■ **INSTRUÇÃO**: Disponha todas as linhas do material abaixo em uma tabela Markdown com as colunas "Nº" e "Linha", numerando cada uma e omitindo as linhas em branco.

■ **Registros armazenados**:

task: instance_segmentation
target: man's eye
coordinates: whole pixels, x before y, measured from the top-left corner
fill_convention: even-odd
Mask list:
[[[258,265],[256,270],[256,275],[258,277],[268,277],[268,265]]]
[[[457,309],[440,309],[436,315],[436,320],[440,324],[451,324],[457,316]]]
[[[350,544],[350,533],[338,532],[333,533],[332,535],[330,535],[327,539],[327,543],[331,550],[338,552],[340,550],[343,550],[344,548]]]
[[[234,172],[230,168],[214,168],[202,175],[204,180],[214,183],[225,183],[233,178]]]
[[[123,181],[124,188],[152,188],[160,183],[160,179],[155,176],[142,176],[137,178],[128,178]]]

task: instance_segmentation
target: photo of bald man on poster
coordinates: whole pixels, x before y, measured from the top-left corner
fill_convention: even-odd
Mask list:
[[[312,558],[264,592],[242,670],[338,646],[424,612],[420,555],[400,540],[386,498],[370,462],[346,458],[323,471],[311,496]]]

■ **RESPOSTA CORRETA**:
| Nº | Linha |
|---|---|
| 1 | task: instance_segmentation |
| 2 | target: man's eye |
| 3 | coordinates: whole pixels, x before y, measured from the top-left corner |
| 4 | fill_convention: even-odd |
| 5 | Mask list: |
| 6 | [[[258,265],[256,270],[256,275],[258,277],[268,277],[268,265]]] |
| 7 | [[[457,309],[440,309],[436,315],[436,320],[440,324],[451,324],[457,316]]] |
| 8 | [[[350,544],[350,533],[338,532],[333,533],[332,535],[330,535],[327,539],[327,543],[331,550],[338,552],[340,550],[343,550],[344,548]]] |
| 9 | [[[234,172],[230,168],[214,168],[202,175],[204,180],[214,183],[225,183],[233,178]]] |
| 10 | [[[123,181],[124,188],[152,188],[160,183],[160,179],[155,176],[142,176],[137,178],[128,178]]] |
| 11 | task: instance_segmentation |
| 12 | target: photo of bald man on poster |
| 13 | coordinates: whole pixels, x before y, measured from the top-left corner |
| 14 | fill_convention: even-odd |
| 15 | Mask list: |
| 16 | [[[312,558],[264,592],[242,670],[338,646],[424,612],[420,555],[400,540],[386,498],[370,462],[346,458],[323,471],[311,496]]] |